====== Given text ======
DETAILED DESCRIPTION OF PREFERRED IMPLEMENTATION
Predictive-text and spell checking by themselves are not sufficient for allowing a server, on the receiving side, to automatically process the text messages, and an additional layer of error correction must be constructed. The reason is simple, the complete sentence must be parsed, and a meaningful result must be gained. This is, by the nature of the service a context sensitive task, and therefore, a general purpose correction is inaccurate.
The text written by the end user may be improved by the local software (word prediction or spell checker) and is then transmitted to the server, which, upon receiving the text, must parse it (tag each word), to reconstruct the desired semantics. Before, or during the parsing process, errors are detected, and then corrected.
Embodiments of the current invention relate to an automatic error correction method that is aware of the input device and of the application, namely, the type of service. The method may be applied on the server side, or installed on the client side if it is designed as a "special purpose" device for the service. The method takes into account the errors that still commonly occur in text messages. These errors are created with the predictive-text and spell correction programs, or by users who do not use such software (e.g. in the cases where the predictive text software dictionary lacks the required words). The new error correction method further takes into account the influence on the frequency of errors as a result of using different input devices, e.g. for messages that are generated from a computer keyboard, or on a PDA, or on a cell phone.
The required error correction, in order to support automated sendees, are referred to as 'server-side' as this is the preferred implementation. The error correction on the server side should provide a method for automatically and accurately correcting the transmitted text. Further, the method must relate to several specific use cases:
A. The case that predictive-text software is used on the transmitter side. Predictive-text usage does not eliminate errors: a. If the user does not know how to correctly spell a word, he might type a close enough spelling, and then may get "a close enough" word. b. The user may erroneously accept a wrong alternative from the set of words. This is especially common if the first and the last letters of the suggested erroneous word are identical to the desired word. c. The user may use a word from the predictive-text dictionary that the user himself/herself has previously typed in, using an incorrect spelling. This is especially common for words that the user does not succeed in correctly spelling in the first case.
B. The case in which the predictive-text software is turned off since the dictionary does not contain a specific word or simply because the user prefers to type text in the conventional way. C. With predictive-text turned off, the probability of typos increases, as the user must press on each key the right amount of times to get the intended letter. Further, if the user is used to using T9, by turning the application off, the habits may introduce more errors.
D. The case where a standard, computer keyboard is used. E. The more general case where an alternative error prevention method is used.
======
(What you are asked to do):
Reproduce the stretch of the error-correction text from "DETAILED DESCRIPTION OF" through "correction is inaccurate." word for word.
====== Data entries ======
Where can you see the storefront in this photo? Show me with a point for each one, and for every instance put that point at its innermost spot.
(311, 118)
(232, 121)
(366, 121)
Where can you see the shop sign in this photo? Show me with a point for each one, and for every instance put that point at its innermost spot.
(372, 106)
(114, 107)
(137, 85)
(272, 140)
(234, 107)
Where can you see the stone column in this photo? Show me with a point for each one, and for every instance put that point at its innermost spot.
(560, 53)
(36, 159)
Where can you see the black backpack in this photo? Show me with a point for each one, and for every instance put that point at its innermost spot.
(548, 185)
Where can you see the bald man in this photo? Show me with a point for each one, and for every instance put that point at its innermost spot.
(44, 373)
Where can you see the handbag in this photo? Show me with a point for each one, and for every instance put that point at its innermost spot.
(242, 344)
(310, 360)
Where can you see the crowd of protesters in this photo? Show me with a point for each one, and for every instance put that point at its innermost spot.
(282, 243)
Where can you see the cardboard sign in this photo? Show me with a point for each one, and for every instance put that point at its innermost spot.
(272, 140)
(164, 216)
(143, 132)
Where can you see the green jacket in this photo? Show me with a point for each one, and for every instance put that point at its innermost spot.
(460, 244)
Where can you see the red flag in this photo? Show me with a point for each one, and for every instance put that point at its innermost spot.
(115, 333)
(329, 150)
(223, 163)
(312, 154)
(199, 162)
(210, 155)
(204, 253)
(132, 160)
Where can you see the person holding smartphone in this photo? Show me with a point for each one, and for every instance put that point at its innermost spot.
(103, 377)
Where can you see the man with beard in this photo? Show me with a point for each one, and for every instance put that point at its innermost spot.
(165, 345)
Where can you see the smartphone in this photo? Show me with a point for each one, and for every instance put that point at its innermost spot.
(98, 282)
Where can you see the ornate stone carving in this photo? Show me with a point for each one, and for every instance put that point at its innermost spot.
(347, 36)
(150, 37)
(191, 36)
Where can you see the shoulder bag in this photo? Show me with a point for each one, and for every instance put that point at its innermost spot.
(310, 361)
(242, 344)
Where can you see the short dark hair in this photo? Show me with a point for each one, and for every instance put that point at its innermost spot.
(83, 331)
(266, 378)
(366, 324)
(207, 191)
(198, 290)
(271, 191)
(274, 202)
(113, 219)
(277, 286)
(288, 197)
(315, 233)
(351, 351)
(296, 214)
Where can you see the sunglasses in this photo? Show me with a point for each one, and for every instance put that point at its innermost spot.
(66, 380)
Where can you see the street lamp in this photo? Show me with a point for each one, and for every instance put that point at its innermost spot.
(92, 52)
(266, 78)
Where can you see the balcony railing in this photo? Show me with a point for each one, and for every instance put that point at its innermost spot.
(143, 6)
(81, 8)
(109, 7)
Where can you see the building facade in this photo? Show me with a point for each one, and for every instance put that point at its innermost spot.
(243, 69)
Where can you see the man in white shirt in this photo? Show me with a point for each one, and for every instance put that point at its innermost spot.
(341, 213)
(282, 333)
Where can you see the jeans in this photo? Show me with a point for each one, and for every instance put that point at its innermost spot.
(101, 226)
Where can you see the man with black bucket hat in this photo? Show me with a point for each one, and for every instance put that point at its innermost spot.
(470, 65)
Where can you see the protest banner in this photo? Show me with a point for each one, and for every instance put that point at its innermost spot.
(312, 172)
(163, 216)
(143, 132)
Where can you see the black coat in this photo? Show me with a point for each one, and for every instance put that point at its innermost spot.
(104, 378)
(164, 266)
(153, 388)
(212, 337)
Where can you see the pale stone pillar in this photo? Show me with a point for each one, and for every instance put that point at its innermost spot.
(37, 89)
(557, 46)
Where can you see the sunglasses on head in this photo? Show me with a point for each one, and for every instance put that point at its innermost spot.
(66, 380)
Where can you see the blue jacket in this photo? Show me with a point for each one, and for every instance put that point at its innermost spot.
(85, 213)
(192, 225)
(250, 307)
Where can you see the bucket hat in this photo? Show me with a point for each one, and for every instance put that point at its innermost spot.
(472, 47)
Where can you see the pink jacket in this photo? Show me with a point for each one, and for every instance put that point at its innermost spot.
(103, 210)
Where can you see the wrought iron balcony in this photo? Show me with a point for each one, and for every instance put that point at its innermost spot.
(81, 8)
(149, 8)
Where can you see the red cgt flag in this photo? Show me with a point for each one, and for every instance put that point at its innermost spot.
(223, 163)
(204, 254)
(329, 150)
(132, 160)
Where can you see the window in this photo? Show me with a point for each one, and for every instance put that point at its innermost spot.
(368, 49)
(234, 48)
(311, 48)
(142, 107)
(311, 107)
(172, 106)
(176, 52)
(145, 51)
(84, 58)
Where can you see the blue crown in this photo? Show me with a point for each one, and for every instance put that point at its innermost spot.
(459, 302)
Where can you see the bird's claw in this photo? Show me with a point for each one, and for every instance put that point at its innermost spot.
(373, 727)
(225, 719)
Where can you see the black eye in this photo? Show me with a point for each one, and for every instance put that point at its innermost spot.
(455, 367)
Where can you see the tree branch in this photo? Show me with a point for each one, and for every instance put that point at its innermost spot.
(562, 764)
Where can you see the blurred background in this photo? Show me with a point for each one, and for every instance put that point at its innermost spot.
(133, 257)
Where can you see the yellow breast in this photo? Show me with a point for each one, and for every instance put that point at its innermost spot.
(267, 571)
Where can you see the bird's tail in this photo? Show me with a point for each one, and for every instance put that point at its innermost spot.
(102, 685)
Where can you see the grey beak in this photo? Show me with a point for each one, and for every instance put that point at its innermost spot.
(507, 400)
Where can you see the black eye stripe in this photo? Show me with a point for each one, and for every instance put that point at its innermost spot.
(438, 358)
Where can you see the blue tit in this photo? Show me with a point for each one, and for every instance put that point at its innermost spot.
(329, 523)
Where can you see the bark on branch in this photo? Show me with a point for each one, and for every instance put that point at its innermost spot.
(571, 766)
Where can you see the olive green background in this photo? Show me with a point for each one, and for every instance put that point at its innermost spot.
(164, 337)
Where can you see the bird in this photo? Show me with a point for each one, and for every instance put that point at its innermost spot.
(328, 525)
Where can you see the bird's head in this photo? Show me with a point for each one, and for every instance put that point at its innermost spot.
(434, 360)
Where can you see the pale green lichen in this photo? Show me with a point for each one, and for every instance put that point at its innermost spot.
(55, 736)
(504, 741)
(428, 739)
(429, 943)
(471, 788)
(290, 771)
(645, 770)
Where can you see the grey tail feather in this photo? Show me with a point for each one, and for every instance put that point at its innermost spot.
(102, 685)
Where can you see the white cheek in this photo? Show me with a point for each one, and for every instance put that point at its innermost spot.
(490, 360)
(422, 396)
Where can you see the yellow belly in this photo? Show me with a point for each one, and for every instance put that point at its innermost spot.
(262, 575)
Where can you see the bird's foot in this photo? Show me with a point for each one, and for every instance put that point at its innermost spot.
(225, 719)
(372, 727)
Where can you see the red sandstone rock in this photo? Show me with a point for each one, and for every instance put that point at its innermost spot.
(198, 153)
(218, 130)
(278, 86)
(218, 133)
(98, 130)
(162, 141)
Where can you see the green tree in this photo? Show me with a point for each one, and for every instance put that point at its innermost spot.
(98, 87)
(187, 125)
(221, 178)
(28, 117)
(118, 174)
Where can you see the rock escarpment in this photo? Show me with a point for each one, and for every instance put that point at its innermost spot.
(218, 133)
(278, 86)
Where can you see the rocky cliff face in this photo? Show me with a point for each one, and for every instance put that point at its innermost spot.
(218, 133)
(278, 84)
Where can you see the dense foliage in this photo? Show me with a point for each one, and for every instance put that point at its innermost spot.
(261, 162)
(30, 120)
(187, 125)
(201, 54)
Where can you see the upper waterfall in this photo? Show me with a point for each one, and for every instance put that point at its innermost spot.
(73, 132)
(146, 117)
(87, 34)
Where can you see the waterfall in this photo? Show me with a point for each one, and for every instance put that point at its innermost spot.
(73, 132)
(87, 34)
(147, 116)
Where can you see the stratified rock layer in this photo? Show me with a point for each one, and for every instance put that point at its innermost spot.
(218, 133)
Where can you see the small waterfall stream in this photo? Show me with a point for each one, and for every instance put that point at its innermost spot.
======
(Worked solution):
DETAILED DESCRIPTION OF PREFERRED IMPLEMENTATION
Predictive-text and spell checking by themselves are not sufficient for allowing a server, on the receiving side, to automatically process the text messages, and an additional layer of error correction must be constructed. The reason is simple, the complete sentence must be parsed, and a meaningful result must be gained. This is, by the nature of the service a context sensitive task, and therefore, a general purpose correction is inaccurate.